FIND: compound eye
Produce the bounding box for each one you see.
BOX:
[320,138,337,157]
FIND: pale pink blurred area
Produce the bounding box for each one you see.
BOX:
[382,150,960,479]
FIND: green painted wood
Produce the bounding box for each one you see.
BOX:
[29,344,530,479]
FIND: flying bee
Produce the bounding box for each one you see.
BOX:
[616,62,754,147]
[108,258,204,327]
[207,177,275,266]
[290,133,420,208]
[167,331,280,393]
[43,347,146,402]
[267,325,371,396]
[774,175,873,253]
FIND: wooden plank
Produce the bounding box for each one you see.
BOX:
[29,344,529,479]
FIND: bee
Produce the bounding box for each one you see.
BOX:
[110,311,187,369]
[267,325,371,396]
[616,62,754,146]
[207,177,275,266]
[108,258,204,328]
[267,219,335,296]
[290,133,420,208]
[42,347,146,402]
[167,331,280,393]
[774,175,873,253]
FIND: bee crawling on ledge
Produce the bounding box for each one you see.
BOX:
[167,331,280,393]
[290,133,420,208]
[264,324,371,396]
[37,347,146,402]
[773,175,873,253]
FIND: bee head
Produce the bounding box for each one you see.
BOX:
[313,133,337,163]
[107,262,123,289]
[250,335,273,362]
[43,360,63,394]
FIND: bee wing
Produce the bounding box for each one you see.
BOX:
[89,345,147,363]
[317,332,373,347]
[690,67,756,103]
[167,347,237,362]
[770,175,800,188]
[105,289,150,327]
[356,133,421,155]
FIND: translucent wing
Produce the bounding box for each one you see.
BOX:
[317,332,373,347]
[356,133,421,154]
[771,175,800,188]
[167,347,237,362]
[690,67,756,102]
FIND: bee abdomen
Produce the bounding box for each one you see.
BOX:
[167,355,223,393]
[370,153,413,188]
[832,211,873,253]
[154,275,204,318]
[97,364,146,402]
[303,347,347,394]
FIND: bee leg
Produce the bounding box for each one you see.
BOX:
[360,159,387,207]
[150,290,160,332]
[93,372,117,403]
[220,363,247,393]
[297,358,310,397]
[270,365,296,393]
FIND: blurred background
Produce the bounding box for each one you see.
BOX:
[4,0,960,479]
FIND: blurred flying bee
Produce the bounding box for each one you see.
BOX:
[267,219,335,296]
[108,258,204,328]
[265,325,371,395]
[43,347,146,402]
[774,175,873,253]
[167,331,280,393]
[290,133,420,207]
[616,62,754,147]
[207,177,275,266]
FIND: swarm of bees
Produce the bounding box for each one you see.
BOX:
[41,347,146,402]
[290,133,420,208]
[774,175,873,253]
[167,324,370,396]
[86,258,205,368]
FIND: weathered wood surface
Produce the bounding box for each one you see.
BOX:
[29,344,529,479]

* * *

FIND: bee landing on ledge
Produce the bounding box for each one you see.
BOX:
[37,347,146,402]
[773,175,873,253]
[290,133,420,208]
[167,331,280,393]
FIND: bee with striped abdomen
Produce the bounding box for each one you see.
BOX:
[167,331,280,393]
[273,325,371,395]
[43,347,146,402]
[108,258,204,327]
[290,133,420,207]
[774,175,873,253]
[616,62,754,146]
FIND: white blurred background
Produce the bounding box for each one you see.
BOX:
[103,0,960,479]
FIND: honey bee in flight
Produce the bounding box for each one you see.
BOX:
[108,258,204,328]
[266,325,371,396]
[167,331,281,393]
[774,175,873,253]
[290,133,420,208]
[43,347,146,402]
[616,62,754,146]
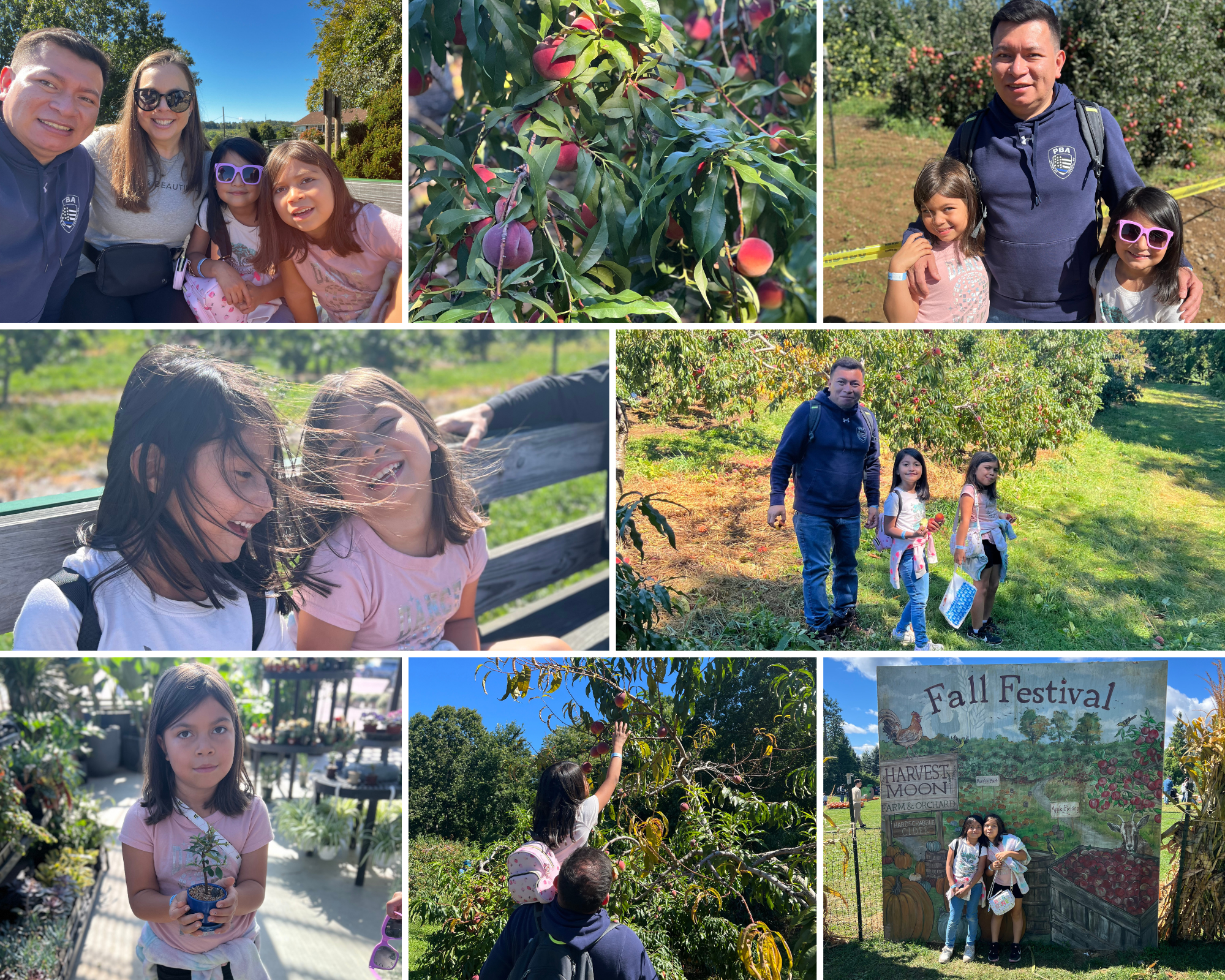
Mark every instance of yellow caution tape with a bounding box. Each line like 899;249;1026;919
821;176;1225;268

---

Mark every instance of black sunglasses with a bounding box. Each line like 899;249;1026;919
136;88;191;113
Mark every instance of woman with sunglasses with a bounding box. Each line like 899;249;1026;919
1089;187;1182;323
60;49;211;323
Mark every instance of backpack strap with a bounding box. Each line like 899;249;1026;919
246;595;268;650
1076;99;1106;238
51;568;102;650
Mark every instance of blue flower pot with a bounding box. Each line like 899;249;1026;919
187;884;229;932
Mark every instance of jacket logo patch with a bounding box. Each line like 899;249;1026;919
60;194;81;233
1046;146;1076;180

**The exercise**. Can you lay out the records above, everything from the line containing "Mark every instance of woman" down to the line containing "1046;146;1076;180", as a two-column CSV headed text and answer? Give one row per record, with each value in a single quoted field and its line breaks turned into spaces.

**Complete response**.
text,answer
"Mark every instance of woman with sunglasses with a bounding box. Each line like 899;249;1026;919","1089;187;1182;323 60;49;211;323"
"Mark every instance of backpack strap with a bounding box. Each line like 899;249;1026;919","246;595;268;650 1076;99;1106;238 51;568;102;650"
"Mark every instance of blue flower pot with a bounding box. Each line like 899;249;1026;919","187;884;229;932"
"Mark every instance of jacket logo patch with a bounding box. Each line like 899;249;1026;919","60;194;81;233 1046;146;1076;180"